▶ [Instructions to follow]:
Output as a JSON list of strings the lines of the records from the line containing "rough mask: <svg" through the end of the records, one string per line, with blank lines left out.

»»

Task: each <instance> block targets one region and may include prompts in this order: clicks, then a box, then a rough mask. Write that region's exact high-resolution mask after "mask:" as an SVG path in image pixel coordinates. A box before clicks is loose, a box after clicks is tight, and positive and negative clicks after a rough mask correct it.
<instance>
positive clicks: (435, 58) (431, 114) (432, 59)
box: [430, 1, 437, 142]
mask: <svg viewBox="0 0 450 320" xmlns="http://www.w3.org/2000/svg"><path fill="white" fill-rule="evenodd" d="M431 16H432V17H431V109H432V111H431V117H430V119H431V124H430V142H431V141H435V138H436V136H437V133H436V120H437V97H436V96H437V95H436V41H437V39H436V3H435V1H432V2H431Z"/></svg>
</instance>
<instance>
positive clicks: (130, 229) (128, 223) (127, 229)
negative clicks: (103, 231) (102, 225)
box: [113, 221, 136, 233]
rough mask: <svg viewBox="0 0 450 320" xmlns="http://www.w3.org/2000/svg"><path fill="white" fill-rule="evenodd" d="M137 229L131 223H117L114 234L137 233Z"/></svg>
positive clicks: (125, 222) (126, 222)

««

▶ [Response]:
[
  "rough mask: <svg viewBox=\"0 0 450 320\" xmlns=\"http://www.w3.org/2000/svg\"><path fill=\"white\" fill-rule=\"evenodd\" d=\"M137 229L131 223H117L114 234L137 233Z\"/></svg>",
  "positive clicks: (125, 222) (126, 222)"
]